RECORD EXCERPTS:
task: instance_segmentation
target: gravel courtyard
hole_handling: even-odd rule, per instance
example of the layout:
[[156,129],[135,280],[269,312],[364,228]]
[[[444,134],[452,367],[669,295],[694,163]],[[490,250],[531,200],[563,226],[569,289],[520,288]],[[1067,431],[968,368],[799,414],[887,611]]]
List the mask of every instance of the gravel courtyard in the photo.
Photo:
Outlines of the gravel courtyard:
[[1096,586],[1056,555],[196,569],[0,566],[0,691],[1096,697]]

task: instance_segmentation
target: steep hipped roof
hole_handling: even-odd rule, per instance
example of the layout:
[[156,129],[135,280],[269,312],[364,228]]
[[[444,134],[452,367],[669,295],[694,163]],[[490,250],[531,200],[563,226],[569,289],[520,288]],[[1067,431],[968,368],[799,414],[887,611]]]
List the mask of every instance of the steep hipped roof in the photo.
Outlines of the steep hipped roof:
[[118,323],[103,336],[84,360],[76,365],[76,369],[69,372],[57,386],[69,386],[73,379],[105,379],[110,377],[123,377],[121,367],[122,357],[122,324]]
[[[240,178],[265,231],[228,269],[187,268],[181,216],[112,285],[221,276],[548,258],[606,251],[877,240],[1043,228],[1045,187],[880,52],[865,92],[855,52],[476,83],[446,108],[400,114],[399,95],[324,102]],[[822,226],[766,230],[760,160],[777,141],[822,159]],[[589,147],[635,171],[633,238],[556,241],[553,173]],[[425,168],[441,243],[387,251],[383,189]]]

YOUR INSTRUCTIONS: Word for word, give back all of the records.

ANSWER TO THE PROBLEM:
task: instance_segmentation
target: gravel courtyard
hole_handling: even-odd rule, per instance
example of the layout:
[[156,129],[135,280],[269,312],[364,228]]
[[[444,134],[452,367],[669,295],[694,163]],[[490,250],[531,200],[563,226],[569,289],[520,288]],[[1067,431],[968,368],[799,414],[887,611]]]
List the mask of every instance of the gravel courtyard in the photo.
Photo:
Outlines of the gravel courtyard:
[[1096,586],[1056,555],[196,569],[0,566],[0,691],[1096,697]]

task: instance_segmentation
target: steep hipped roof
hole_handling: even-odd rule, per instance
example of the layout:
[[156,129],[135,280],[269,312],[364,228]]
[[[444,134],[452,367],[669,295],[694,163]],[[490,250],[531,200],[563,226],[569,289],[520,288]],[[1067,431],[968,368],[799,414],[887,611]]]
List the mask of every instance of the steep hipped roof in the photo.
Outlines of the steep hipped roof:
[[118,323],[103,336],[84,360],[76,365],[76,369],[69,372],[57,386],[69,386],[73,379],[105,379],[110,377],[123,377],[121,367],[122,357],[122,324]]
[[[240,178],[265,231],[228,269],[187,268],[181,216],[112,285],[221,276],[548,258],[606,251],[877,240],[1043,228],[1045,187],[880,52],[865,92],[855,52],[476,83],[446,108],[400,114],[399,95],[324,102]],[[822,226],[766,230],[760,160],[777,141],[822,159]],[[589,147],[635,171],[633,238],[556,241],[553,173]],[[425,168],[441,243],[387,251],[383,189]]]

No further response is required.